**Task requirements**: Exactly the lines below from the line with "Where can the lower" through the line with "Target: man's hand" must make up the answer, both ends included and pictures left out.

**Stored records**:
────────────────────

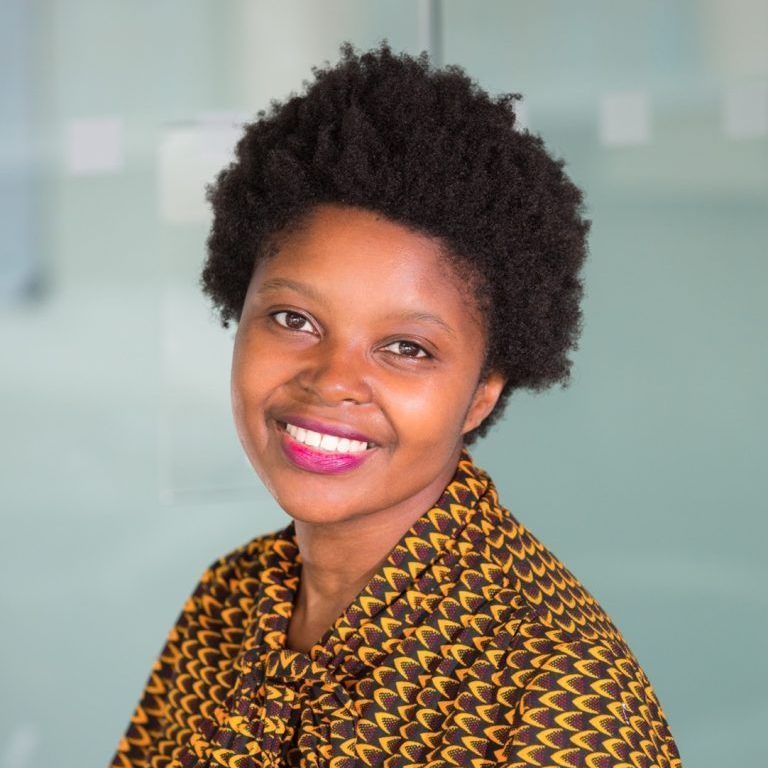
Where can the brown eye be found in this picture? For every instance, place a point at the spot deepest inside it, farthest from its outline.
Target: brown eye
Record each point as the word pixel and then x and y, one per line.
pixel 294 321
pixel 409 349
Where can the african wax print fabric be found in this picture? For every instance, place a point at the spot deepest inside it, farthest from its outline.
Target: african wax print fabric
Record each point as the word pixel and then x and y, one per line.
pixel 472 645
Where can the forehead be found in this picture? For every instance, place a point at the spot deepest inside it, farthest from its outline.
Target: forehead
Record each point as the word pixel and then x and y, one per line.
pixel 361 256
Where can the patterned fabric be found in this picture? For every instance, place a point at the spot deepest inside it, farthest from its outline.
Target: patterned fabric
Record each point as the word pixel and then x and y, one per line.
pixel 472 645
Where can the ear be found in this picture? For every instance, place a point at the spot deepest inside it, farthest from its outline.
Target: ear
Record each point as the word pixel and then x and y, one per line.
pixel 486 395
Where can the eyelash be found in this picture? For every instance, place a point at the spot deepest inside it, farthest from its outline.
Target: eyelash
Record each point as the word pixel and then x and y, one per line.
pixel 425 356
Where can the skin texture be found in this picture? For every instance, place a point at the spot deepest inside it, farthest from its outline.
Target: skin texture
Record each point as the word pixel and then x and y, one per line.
pixel 349 358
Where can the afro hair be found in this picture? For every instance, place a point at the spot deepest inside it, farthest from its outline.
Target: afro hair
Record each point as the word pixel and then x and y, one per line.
pixel 430 149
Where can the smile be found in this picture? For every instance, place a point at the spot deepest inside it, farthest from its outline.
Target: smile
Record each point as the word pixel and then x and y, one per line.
pixel 320 452
pixel 330 443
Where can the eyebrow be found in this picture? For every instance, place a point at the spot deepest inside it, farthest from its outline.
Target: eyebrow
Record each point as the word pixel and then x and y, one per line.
pixel 276 283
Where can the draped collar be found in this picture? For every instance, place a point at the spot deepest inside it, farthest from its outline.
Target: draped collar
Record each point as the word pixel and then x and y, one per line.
pixel 296 707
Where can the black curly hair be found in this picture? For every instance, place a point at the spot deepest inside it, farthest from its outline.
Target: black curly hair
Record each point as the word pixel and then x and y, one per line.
pixel 431 150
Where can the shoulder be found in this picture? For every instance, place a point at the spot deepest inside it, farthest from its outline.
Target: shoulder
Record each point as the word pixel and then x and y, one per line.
pixel 573 692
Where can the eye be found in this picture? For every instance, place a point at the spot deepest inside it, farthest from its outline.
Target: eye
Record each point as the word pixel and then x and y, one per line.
pixel 409 349
pixel 293 321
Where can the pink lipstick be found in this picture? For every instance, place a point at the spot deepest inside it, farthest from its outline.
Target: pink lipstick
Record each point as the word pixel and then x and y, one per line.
pixel 318 460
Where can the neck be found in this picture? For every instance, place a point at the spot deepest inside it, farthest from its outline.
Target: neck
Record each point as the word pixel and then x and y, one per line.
pixel 338 560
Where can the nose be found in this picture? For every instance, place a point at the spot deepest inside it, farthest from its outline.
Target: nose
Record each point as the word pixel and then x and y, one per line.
pixel 336 372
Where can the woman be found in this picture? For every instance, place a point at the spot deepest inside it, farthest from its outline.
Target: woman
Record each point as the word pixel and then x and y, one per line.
pixel 399 259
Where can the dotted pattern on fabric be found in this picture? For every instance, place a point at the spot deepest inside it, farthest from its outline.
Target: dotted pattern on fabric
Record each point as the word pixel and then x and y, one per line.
pixel 472 645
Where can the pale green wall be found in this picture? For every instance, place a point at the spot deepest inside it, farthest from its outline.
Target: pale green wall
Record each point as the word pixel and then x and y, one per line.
pixel 645 476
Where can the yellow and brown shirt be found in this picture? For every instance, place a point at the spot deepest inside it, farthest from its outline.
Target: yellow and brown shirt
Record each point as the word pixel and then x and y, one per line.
pixel 472 645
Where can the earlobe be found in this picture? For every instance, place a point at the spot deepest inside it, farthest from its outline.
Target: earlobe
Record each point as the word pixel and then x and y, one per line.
pixel 485 398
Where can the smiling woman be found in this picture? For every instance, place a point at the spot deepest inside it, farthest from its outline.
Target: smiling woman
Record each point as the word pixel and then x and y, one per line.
pixel 399 258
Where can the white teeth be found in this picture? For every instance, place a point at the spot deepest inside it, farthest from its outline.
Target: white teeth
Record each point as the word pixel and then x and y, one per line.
pixel 331 443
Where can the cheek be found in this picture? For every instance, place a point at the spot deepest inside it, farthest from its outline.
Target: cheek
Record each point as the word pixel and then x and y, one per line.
pixel 431 412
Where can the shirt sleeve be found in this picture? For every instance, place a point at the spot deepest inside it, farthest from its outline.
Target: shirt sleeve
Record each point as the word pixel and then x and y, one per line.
pixel 590 705
pixel 152 731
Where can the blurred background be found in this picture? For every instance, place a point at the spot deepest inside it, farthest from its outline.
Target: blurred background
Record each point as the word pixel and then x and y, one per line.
pixel 121 477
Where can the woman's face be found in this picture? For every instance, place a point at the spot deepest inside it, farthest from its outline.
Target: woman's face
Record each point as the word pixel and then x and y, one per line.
pixel 357 326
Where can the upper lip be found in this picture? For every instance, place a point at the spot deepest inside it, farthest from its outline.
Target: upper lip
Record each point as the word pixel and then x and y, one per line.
pixel 340 430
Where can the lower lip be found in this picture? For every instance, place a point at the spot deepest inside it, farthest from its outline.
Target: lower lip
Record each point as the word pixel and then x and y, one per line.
pixel 323 462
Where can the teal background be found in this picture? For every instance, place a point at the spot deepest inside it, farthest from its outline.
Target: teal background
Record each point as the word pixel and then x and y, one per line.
pixel 121 478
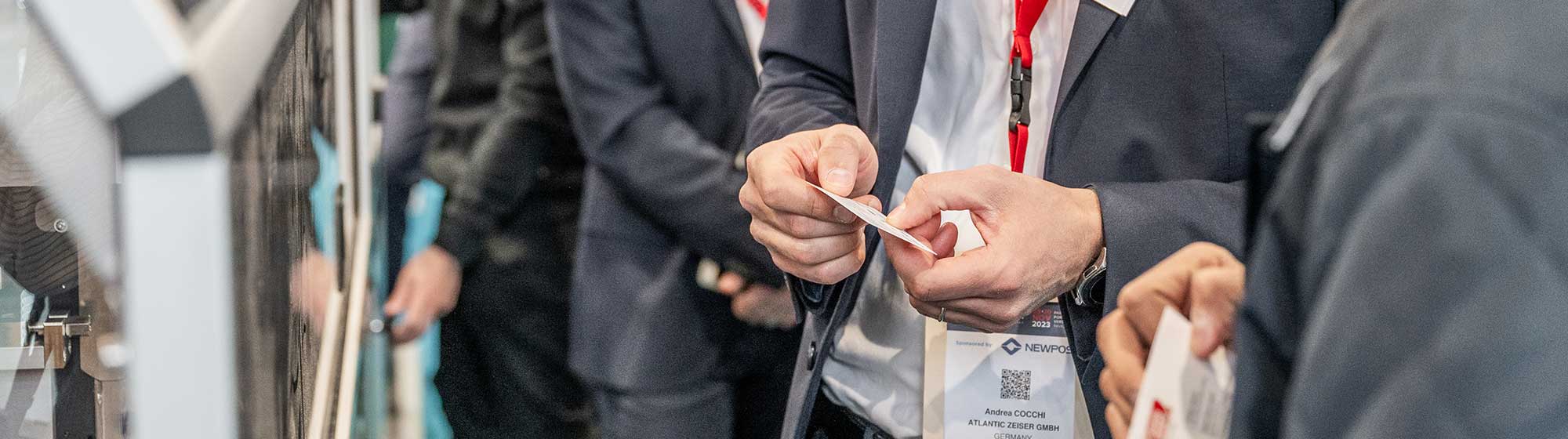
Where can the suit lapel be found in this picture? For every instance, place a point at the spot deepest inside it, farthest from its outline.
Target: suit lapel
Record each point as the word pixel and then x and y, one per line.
pixel 730 15
pixel 1089 31
pixel 904 31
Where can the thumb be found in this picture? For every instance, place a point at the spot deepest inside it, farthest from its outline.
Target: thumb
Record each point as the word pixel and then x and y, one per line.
pixel 1214 294
pixel 846 162
pixel 934 194
pixel 399 300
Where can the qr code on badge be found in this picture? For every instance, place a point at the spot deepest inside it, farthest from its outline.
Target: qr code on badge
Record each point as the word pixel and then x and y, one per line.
pixel 1015 385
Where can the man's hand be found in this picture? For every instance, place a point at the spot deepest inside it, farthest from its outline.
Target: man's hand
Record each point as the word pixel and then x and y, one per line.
pixel 1039 241
pixel 757 303
pixel 1203 281
pixel 807 233
pixel 427 289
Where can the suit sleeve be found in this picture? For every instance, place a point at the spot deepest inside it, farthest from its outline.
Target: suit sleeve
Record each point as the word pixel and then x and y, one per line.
pixel 512 143
pixel 631 134
pixel 1147 222
pixel 807 84
pixel 1432 252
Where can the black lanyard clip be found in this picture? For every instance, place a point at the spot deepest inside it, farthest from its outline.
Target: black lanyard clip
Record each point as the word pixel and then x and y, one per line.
pixel 1020 84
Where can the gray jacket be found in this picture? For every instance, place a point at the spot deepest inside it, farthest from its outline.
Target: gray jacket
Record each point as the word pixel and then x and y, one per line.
pixel 1152 114
pixel 1407 277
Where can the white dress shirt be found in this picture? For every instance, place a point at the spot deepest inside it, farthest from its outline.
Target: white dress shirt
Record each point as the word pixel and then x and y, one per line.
pixel 960 122
pixel 752 23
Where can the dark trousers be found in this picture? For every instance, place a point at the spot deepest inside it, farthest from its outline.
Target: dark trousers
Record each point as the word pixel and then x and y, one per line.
pixel 747 404
pixel 504 350
pixel 830 421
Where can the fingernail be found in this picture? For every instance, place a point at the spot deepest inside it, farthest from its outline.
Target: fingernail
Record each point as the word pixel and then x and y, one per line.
pixel 843 216
pixel 840 178
pixel 896 216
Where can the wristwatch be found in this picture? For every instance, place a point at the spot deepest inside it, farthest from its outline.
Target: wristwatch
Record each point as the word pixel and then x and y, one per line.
pixel 1094 278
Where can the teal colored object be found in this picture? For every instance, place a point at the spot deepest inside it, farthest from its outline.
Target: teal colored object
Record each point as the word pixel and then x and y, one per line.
pixel 324 195
pixel 424 220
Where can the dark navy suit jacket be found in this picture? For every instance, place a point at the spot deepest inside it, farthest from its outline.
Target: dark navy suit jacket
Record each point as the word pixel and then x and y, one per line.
pixel 1152 115
pixel 659 93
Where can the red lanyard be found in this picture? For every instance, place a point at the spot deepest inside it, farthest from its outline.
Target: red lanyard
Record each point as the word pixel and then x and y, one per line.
pixel 1020 79
pixel 761 9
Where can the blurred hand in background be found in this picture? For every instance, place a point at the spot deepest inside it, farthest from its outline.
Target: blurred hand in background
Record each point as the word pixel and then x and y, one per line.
pixel 1203 281
pixel 426 291
pixel 758 305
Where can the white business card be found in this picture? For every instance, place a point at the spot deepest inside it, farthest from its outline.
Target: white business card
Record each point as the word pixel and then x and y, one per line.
pixel 1183 396
pixel 876 219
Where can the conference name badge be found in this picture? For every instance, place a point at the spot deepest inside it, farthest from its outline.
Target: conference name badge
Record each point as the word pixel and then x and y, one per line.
pixel 1015 385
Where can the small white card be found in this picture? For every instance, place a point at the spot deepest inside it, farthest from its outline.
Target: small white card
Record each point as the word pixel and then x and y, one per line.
pixel 1120 7
pixel 1183 397
pixel 876 219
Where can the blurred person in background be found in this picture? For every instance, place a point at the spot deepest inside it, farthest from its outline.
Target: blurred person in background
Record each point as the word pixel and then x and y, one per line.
pixel 1406 269
pixel 503 147
pixel 659 93
pixel 1122 122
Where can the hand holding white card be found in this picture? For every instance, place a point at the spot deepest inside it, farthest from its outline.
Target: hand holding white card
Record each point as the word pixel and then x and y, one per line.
pixel 876 219
pixel 1183 397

────────────────────

**Solution for this task**:
Where can the lower lip be found in this picture? For every instance, place a point at the spot deepest inside it, farthest from its outline.
Target: lower lip
Record each point as the word pixel and then x and y, one per line.
pixel 323 462
Where can the teal background be found in this picture? For every instance, place a point at the spot deepest inside it, farthest from its outline.
Target: teal background
Record each point as the word pixel and then x and y, one per line.
pixel 121 478
Where can the suit lapel be found in this picture? For every instance, place a point at the spot deepest inside it, farthest from its outline.
Target: suit lapel
Record each point as the word pixel and then x and y, one per line.
pixel 730 15
pixel 1089 31
pixel 904 31
Where can the thumb be found in this picture? For every instance, place a point at the spot deepest inside it, farthest from its outline.
Target: thumb
Record each point as the word pixel and then x and y, one per line.
pixel 1214 294
pixel 846 162
pixel 934 194
pixel 399 300
Where can the qr code on badge be found in this picture? For every instance, place a point at the spot deepest inside it, farthest from its outline.
Target: qr code on badge
Record each point as the word pixel and then x and y, one per line.
pixel 1015 385
Where can the man's hand be found in this picture? For every instance, place a point at the spot deepest inside it, farthest from its outline.
Target: man's hand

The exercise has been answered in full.